INSTRUCTIONS TO FOLLOW - Every entry must be given again exactly.

-- Start --

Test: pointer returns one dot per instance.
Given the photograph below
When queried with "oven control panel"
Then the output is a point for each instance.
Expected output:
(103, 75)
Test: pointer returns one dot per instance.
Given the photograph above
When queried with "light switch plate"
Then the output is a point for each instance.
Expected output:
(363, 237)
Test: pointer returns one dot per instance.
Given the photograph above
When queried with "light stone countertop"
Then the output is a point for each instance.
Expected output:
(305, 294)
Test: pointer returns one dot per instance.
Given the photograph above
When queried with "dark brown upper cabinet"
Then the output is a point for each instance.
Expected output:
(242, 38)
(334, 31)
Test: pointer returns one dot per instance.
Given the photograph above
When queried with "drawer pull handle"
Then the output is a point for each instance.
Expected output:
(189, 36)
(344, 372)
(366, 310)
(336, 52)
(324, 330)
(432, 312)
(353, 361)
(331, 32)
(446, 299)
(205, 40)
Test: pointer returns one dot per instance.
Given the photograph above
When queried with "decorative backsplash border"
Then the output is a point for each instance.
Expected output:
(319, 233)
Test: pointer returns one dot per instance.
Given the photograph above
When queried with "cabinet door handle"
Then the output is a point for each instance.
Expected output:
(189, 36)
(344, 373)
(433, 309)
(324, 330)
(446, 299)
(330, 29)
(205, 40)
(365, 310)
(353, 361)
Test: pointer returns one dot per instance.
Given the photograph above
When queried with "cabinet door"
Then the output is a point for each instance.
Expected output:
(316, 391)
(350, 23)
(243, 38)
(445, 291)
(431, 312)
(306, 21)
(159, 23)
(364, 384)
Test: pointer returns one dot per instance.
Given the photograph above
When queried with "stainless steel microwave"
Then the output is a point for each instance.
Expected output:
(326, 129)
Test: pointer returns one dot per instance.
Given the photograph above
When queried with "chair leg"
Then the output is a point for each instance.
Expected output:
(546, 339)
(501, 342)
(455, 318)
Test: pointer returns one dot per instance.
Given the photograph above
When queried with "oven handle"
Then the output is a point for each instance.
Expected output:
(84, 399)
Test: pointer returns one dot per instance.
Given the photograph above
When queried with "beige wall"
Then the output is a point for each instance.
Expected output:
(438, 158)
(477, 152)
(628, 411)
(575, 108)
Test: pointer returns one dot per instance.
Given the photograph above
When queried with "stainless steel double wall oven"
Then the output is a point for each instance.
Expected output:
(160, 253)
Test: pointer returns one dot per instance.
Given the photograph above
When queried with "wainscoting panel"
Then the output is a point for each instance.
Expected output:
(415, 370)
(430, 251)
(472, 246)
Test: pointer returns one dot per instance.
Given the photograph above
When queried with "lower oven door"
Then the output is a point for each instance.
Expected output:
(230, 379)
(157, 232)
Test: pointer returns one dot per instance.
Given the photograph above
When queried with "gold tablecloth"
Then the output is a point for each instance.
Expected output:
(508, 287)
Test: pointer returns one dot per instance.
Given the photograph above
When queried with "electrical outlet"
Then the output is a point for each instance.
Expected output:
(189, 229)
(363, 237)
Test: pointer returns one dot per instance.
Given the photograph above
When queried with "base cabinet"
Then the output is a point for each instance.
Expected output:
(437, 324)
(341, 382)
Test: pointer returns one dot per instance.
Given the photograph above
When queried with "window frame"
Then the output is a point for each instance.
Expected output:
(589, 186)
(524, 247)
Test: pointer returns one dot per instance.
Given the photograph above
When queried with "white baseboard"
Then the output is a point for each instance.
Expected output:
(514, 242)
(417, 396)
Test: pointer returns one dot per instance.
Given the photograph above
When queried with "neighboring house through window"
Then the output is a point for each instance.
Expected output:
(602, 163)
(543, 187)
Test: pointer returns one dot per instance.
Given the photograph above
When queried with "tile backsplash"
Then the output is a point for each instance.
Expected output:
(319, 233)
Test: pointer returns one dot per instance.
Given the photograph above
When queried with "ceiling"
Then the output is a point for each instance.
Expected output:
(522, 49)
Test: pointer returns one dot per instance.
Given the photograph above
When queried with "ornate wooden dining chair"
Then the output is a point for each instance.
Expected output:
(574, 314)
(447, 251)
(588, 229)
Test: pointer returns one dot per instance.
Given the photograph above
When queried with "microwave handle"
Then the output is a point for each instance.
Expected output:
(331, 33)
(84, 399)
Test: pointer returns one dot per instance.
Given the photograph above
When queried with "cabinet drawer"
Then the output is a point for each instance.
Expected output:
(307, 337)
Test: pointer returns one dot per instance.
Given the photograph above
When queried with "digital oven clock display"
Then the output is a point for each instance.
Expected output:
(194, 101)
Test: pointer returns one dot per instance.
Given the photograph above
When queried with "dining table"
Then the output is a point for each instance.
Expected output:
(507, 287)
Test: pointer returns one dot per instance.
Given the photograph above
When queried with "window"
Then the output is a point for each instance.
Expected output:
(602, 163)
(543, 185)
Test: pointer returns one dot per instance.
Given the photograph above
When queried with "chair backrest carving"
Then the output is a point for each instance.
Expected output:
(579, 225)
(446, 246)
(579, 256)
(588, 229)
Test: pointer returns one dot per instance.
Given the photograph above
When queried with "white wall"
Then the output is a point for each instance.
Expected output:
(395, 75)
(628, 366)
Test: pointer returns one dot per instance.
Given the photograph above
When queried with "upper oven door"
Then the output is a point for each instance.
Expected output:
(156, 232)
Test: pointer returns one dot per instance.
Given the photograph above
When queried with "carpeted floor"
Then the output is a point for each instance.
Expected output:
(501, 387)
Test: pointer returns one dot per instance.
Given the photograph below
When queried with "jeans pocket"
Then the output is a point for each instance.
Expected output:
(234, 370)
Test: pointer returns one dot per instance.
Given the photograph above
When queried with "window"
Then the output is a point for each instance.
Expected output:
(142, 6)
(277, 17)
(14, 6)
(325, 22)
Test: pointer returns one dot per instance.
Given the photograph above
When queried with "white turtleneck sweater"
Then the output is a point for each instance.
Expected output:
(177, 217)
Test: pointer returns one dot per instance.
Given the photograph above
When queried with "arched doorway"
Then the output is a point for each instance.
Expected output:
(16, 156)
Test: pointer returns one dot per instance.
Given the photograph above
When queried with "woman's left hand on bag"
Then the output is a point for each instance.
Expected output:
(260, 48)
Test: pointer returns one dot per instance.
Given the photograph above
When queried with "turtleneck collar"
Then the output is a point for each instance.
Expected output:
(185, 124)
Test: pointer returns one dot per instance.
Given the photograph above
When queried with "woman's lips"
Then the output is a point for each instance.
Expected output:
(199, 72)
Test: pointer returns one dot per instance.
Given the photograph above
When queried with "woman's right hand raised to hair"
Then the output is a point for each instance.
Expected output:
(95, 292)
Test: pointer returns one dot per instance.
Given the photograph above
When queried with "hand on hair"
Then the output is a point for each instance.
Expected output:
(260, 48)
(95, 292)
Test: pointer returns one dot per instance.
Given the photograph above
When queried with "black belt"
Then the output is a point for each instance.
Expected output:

-- End --

IN RESPONSE -
Test: pointer returns one dot per instance.
Given the photograph below
When queried with "oven control panel"
Then the output is a point for each instance.
Expected output:
(103, 75)
Test: pointer returns one dot per instance.
Given the photograph above
When queried with "light switch plate"
Then the output is a point for each instance.
Expected output:
(363, 237)
Test: pointer returns one dot per instance.
Given the photograph above
When queried with "light stone countertop"
Then the output is a point for each instance.
Expected output:
(305, 294)
Test: pointer returns one dot per instance.
Given the photograph above
When queried with "dark brown upper cabinet"
Then the output is a point for each instance.
Expected output:
(242, 38)
(334, 31)
Test: pointer returns one dot per instance.
Given the photograph above
When queried with "drawer pull handle"
Then the output is a point for each instance.
Expected output:
(189, 36)
(344, 372)
(366, 310)
(336, 52)
(324, 330)
(432, 312)
(353, 361)
(331, 32)
(446, 299)
(205, 40)
Test: pointer returns one dot per instance.
Given the photograph above
When queried with "decorative backsplash border"
Then the output is a point for each instance.
Expected output:
(319, 233)
Test: pointer returns one dot per instance.
Given the photograph above
When queried with "cabinet door handle"
Then the output is a point for each instance.
Expected output:
(189, 36)
(344, 373)
(433, 309)
(324, 330)
(446, 299)
(330, 29)
(205, 40)
(365, 310)
(353, 361)
Test: pointer returns one dot per instance.
Given the photograph above
When queried with "cabinet door"
Then the output is a point for each instance.
Expected output:
(316, 391)
(350, 23)
(243, 38)
(445, 291)
(431, 312)
(306, 21)
(159, 23)
(364, 384)
Test: pointer returns one dot per instance.
Given the photograph above
When queried with "stainless steel microwave"
Then the output is a point for each instance.
Expected output:
(326, 129)
Test: pointer returns one dot per instance.
Given the photograph above
When queried with "chair leg"
Then the output is a point for each instance.
Expected output:
(546, 339)
(501, 342)
(455, 318)
Test: pointer returns one dot per instance.
Given the photograph above
When queried with "oven handle"
Then the output is a point for each instance.
Expected output:
(84, 399)
Test: pointer returns one dot per instance.
Given the photograph above
When queried with "beige wall"
Then the output is a point for each instance.
Expected output:
(438, 158)
(477, 152)
(628, 411)
(575, 108)
Test: pointer returns one dot per instance.
Given the photograph above
When queried with "stainless steel double wall oven"
Then the output is a point for each instance.
Expected output:
(160, 253)
Test: pointer returns one dot per instance.
Given the photograph above
When queried with "wainscoting panel"
Then the output is a point for each instance.
Expected output:
(415, 370)
(430, 251)
(472, 246)
Test: pointer returns one dot per instance.
Given the photograph above
When queried with "lower oven door"
Then the output is a point for each instance.
Expected output:
(230, 379)
(157, 232)
Test: pointer returns one dot per instance.
Given the photograph above
When queried with "gold tablecloth"
Then the output is a point for each instance.
Expected output:
(508, 287)
Test: pointer returns one dot per instance.
Given the photograph above
When queried with "electrical outlet"
Then the output is a point for each instance.
Expected output:
(189, 229)
(363, 237)
Test: pointer returns one dot per instance.
Given the photograph above
When queried with "base cabinet"
Then the output is a point for each instance.
Expected output:
(437, 324)
(341, 382)
Test: pointer returns one dot per instance.
Given the photograph above
When queried with "window frame"
Then the output is a point for each instance.
Expected output:
(589, 186)
(524, 247)
Test: pointer returns one dot per instance.
Given the photograph above
When queried with "white baseboard"
Then the output is a point for each instance.
Expected output:
(514, 242)
(417, 396)
Test: pointer returns one dot per instance.
Given the photograph above
When queried with "neighboring house through window"
Then the output is a point for each instance.
Expected output:
(602, 163)
(543, 187)
Test: pointer returns one dot per instance.
Given the photograph above
When queried with "tile backsplash"
Then the output is a point for each instance.
Expected output:
(319, 233)
Test: pointer returns one dot per instance.
Given the photograph above
When queried with "ceiling"
Then the output is a point for each instance.
Expected output:
(522, 49)
Test: pointer returns one dot per instance.
Given the photograph above
When queried with "ornate wooden dining chair"
Then the output is a point for each instance.
Expected output:
(574, 314)
(447, 251)
(588, 229)
Test: pointer returns one dot per instance.
Given the photograph above
When queried with "microwave handle"
Then the output is a point for each instance.
Expected output:
(331, 33)
(84, 399)
Test: pointer returns one dot per instance.
Given the photograph above
When queried with "cabinet drawer"
Then the output is a point for each instance.
Expected output:
(307, 337)
Test: pointer returns one dot per instance.
Given the photograph above
When queried with "digital oven clock display"
Then the output is a point for each instance.
Expected output:
(194, 101)
Test: pointer returns one dot per instance.
Given the photograph above
When queried with "dining table"
Then the output is a point for each instance.
Expected output:
(507, 287)
Test: pointer returns one dot per instance.
Given the photograph above
When queried with "window"
Then the output is a point for each instance.
Expected output:
(602, 163)
(543, 185)
Test: pointer returns one dot per instance.
Given the photograph above
When queried with "chair backrest carving"
Then the output is a point for each instance.
Expected output:
(579, 225)
(446, 246)
(579, 256)
(588, 229)
Test: pointer returns one dot per instance.
Given the photograph above
When queried with "white wall"
Then the output is a point for each instance.
Expected output:
(395, 75)
(628, 366)
Test: pointer returns one dot per instance.
Given the photograph above
When queried with "upper oven door"
Then the output is a point for each instance.
Expected output:
(156, 232)
Test: pointer returns one dot per instance.
Given the photograph above
When queried with "carpeted floor"
Then the output is a point for each instance.
Expected output:
(501, 387)
Test: pointer returns one dot per instance.
Given the photograph below
When queried with "jeans pocket"
Then the output is a point for each instance.
Expected output:
(234, 370)
Test: pointer returns one dot per instance.
Given the photograph above
When queried with "window"
Then the output is a point for each instance.
Expected output:
(142, 6)
(277, 17)
(14, 6)
(325, 22)
Test: pointer returns one dot per instance.
Given the photograph above
When queried with "white turtleneck sweater"
Then the output is a point for each instance.
Expected output:
(177, 217)
Test: pointer returns one dot per instance.
Given the photograph above
When queried with "arched doorway"
Then the output is a point for each instance.
Expected output:
(16, 156)
Test: pointer returns one dot per instance.
Given the photograph above
When queried with "woman's left hand on bag"
Then the output is a point for each instance.
Expected output:
(260, 48)
Test: pointer returns one dot per instance.
Given the photograph above
When queried with "turtleneck collar"
Then the output is a point for each instance.
Expected output:
(185, 124)
Test: pointer returns one dot per instance.
Given the photograph above
When queried with "woman's lips"
Then the output is a point for each instance.
Expected output:
(199, 72)
Test: pointer returns one dot per instance.
Given the photograph above
When queried with "woman's right hand raised to hair"
Then the output is a point for each instance.
Expected output:
(95, 292)
Test: pointer returns one dot per instance.
Given the photograph above
When queried with "hand on hair"
Then the output is a point for each instance.
Expected output:
(260, 48)
(95, 292)
Test: pointer returns one dot per instance.
Given the photograph above
When queried with "black belt"
Then the output is a point for each instance.
Expected output:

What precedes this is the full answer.